EXCERPTED DATA ->
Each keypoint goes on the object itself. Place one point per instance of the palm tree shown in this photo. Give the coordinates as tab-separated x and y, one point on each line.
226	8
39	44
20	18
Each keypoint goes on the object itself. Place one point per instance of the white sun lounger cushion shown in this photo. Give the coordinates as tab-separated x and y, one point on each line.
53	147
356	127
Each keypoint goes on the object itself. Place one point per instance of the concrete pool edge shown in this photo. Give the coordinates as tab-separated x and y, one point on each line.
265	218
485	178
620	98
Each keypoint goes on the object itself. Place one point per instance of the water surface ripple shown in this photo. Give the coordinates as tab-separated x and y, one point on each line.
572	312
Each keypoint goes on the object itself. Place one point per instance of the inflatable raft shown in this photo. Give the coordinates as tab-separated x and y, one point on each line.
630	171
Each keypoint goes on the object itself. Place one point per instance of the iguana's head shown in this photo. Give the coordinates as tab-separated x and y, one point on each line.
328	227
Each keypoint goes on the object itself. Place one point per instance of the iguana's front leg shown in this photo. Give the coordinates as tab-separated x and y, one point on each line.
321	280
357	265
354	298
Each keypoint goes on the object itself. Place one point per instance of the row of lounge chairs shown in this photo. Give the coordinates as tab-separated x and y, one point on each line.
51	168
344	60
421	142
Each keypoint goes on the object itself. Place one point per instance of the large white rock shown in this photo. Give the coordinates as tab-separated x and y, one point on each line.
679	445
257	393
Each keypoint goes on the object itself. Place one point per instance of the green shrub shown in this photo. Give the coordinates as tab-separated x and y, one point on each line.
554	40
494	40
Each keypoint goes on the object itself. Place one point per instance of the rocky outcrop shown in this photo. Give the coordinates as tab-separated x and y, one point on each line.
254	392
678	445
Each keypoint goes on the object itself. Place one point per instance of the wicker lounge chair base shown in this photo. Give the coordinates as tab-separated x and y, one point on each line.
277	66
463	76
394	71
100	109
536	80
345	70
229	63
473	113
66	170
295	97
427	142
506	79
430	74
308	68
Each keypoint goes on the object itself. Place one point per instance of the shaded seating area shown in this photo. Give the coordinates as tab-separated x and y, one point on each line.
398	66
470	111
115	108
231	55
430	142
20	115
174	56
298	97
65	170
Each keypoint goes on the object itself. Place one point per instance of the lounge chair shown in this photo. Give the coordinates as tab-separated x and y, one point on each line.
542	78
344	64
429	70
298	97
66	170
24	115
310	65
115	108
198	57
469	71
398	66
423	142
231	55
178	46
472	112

PROBLEM TO WORK ON -> Retype everything above, from the line that contains "of the large" down to the last line of the items, with each line unchanged.

OUTPUT OF THE TASK ->
Each keypoint goes on the object itself. Place one point per instance of the large white rock shown in this photo. Give the coordinates as tab-separated x and y, one point on each line.
679	445
257	393
Each keypoint goes on the object itself. Place one point per instance of the green shrub shown in this photo. Give the coordinates as tab-separated x and y, one point on each line.
554	40
494	40
Each keypoint goes on the object itself. Place one point per instance of the rocky outcrop shown in this photo. Give the coordinates as tab-separated x and y, one point on each line.
254	392
678	445
Each keypoint goes on the object itself. Place one point per instance of the wicker lounge chair base shown in this photo. Give the coordinates as tab-separated x and y, one point on each line.
277	66
463	76
394	71
100	109
536	80
345	70
229	63
473	113
66	170
295	97
427	142
506	79
430	74
308	68
Each keypoint goes on the object itself. Place one point per instance of the shaded seating area shown in this photo. Give the coordinates as tab-separated x and y, one point on each line.
398	66
470	111
115	108
231	55
430	142
20	115
174	56
298	97
65	170
Each keypoint goes on the object itself. Place one point per instance of the lounge chair shown in this photo. Give the coordinates as tab-separated x and y, one point on each line.
542	78
344	64
429	70
298	97
66	170
24	115
310	65
115	108
198	57
469	71
398	66
423	142
231	55
178	46
472	112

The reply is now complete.